> Action item:
The lines to reproduce run from the one containing "point(943, 331)" through the end of the records below. Reproduce them exactly and add nothing.

━━━━━━━━━━━━━━━━━━━━

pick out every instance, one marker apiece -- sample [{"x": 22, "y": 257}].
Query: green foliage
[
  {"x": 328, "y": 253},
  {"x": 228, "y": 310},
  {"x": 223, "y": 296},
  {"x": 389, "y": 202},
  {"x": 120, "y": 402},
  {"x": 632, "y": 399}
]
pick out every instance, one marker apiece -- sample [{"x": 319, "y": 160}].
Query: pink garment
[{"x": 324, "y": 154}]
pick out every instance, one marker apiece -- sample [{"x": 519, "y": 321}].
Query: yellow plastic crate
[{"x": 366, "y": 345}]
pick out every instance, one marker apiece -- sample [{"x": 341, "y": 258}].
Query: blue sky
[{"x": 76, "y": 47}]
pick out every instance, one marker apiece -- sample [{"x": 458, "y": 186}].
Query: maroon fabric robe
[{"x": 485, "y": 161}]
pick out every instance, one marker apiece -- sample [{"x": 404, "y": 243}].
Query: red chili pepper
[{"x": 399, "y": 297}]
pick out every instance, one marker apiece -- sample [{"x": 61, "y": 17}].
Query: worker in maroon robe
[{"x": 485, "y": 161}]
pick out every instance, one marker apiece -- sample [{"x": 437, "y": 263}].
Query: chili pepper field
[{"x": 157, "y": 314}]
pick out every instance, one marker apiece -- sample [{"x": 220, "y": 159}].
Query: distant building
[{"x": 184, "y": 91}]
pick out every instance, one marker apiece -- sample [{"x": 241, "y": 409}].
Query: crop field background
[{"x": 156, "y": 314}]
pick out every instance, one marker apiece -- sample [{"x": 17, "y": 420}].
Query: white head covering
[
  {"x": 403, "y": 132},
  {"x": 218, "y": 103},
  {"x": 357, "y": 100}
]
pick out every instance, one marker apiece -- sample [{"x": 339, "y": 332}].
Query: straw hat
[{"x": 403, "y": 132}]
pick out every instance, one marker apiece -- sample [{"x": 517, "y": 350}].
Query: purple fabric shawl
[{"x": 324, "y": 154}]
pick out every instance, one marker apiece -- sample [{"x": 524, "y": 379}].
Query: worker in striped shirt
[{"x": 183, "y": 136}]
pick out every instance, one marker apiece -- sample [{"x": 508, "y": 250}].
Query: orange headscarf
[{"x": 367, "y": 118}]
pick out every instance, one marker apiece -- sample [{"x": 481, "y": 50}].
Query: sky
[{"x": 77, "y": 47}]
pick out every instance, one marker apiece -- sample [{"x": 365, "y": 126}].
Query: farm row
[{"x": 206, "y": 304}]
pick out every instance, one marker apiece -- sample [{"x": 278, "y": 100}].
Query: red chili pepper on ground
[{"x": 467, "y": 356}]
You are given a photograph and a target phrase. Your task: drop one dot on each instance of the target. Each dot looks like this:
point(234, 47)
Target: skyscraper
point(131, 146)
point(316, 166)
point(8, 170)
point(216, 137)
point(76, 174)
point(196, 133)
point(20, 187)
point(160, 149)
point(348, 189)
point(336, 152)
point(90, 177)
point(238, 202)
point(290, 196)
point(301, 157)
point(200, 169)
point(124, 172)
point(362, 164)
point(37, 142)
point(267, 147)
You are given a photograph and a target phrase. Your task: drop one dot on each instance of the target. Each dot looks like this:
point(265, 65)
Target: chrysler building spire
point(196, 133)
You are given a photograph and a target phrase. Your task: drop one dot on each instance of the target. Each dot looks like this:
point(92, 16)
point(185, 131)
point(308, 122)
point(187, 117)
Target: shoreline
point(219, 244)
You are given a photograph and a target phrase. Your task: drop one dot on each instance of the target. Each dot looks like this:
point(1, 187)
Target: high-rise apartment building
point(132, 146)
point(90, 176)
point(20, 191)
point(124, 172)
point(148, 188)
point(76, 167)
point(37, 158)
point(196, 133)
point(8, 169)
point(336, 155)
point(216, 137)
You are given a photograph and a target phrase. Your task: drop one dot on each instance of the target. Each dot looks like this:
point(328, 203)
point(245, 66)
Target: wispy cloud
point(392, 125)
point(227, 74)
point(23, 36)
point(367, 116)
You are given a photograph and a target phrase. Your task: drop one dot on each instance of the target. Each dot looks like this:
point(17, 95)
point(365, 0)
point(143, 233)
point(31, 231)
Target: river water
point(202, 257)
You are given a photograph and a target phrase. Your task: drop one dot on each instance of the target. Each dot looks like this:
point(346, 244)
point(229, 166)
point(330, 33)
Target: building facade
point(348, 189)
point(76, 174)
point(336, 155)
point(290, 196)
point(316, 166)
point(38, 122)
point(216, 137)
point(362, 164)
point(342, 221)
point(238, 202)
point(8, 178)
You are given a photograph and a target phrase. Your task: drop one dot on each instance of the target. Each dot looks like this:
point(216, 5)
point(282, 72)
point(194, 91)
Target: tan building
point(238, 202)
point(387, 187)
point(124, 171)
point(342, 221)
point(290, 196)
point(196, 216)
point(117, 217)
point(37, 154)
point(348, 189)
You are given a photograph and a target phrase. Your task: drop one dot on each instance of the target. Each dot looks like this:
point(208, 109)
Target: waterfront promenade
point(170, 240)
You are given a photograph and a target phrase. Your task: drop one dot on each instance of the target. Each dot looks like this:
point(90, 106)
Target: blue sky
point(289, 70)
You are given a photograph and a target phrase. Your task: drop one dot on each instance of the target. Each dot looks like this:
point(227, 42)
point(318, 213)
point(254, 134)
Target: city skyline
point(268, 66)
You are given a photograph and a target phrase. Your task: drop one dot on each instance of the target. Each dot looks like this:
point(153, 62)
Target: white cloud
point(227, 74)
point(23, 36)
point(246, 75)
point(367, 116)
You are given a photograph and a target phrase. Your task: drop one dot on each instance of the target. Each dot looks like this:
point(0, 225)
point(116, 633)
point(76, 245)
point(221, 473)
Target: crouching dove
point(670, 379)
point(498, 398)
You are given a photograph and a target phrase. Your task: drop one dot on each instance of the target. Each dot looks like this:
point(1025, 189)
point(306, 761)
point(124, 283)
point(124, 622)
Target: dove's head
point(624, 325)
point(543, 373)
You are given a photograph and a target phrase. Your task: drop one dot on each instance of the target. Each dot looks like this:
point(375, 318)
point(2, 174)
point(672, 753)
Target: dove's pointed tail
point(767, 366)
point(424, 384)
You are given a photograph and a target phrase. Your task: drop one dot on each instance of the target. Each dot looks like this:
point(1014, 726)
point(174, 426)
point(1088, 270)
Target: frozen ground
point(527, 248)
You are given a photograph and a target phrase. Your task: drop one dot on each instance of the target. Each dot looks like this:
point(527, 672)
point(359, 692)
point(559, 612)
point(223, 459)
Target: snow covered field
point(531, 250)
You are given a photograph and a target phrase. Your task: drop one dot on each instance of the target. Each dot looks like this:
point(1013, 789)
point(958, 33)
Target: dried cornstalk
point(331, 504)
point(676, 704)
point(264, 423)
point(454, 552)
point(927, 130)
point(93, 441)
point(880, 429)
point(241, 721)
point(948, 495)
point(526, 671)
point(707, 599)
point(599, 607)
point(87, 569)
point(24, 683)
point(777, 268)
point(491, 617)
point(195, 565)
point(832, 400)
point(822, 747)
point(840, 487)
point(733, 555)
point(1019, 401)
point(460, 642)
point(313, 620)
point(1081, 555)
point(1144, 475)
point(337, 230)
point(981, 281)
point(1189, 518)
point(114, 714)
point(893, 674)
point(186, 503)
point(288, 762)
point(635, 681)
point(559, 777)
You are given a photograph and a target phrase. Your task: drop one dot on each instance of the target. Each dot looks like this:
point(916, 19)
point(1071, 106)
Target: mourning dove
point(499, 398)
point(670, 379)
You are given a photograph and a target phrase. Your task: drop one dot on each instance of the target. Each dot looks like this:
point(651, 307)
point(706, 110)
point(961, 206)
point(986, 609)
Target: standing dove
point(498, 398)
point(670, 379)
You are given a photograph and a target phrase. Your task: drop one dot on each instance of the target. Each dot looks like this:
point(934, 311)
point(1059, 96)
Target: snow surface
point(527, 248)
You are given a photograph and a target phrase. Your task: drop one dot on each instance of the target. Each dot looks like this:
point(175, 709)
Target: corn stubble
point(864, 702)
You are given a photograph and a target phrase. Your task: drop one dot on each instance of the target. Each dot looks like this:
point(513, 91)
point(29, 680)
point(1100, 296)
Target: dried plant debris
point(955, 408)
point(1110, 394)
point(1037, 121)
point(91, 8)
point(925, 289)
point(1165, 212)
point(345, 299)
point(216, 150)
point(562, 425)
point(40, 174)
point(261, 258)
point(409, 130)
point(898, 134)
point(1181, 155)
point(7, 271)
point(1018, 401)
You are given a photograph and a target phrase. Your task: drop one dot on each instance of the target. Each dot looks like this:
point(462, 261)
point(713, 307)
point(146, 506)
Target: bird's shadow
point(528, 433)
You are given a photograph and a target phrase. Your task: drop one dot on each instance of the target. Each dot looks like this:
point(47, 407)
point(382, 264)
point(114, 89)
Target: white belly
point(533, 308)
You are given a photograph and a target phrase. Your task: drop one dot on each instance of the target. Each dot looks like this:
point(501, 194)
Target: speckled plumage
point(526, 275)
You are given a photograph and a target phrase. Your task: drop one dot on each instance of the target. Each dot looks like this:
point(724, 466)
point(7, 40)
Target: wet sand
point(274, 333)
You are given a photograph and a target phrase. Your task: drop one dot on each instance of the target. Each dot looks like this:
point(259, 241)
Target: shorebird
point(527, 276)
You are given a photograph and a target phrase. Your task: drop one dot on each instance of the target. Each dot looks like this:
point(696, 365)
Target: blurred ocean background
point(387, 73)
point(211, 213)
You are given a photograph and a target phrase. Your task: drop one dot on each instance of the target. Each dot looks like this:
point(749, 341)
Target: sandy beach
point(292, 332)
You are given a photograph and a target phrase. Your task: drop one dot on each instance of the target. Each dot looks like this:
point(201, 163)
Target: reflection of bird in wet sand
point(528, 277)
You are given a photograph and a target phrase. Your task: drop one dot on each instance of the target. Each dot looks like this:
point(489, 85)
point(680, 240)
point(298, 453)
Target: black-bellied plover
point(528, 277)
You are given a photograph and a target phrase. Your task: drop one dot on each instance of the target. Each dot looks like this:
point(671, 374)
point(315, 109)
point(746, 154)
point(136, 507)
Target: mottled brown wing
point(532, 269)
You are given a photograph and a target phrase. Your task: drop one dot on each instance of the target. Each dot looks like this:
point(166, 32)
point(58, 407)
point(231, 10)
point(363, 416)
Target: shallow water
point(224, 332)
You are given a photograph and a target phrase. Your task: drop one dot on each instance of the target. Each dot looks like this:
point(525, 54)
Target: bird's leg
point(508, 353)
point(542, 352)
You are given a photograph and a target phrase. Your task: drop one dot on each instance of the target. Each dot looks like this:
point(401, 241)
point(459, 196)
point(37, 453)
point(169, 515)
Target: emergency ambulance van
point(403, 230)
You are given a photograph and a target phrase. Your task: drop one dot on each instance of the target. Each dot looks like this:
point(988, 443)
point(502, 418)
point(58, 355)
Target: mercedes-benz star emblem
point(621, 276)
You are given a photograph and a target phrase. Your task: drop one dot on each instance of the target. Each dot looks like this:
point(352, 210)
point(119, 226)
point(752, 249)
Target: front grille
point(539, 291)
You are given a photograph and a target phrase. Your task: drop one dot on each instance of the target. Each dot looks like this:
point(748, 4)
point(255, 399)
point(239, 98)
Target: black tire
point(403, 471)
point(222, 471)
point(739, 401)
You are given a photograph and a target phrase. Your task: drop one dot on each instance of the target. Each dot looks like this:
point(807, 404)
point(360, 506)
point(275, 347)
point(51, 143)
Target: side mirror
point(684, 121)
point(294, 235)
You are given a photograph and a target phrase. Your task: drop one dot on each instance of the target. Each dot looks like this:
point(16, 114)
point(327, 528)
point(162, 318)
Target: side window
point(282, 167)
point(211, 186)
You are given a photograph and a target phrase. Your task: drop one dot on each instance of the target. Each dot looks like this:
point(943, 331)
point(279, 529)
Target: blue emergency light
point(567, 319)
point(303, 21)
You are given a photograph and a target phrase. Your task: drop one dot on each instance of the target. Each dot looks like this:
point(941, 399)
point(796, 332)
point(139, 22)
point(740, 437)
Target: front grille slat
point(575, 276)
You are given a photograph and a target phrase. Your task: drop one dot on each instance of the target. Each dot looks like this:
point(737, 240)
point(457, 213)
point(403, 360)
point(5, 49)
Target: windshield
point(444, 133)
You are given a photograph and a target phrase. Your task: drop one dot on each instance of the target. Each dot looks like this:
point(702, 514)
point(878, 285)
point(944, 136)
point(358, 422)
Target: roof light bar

━━━━━━━━━━━━━━━━━━━━

> Output below:
point(943, 331)
point(279, 529)
Target: blue emergency light
point(567, 319)
point(303, 21)
You are given a photograph and a target phrase. Your task: drop one dot on each instance of the target. Each dot looks like this:
point(941, 399)
point(796, 332)
point(139, 22)
point(740, 437)
Target: front grille slat
point(575, 276)
You are given a photograph and a target phrase. Your task: drop one dot on each instance of the target. Each dot looks like this:
point(737, 240)
point(457, 213)
point(403, 360)
point(5, 49)
Target: windshield
point(444, 133)
You are given a photograph and a target phrase. Your task: drop one dot on each instance of the target. Each dot looks like this:
point(702, 514)
point(878, 285)
point(944, 136)
point(358, 422)
Target: roof light bar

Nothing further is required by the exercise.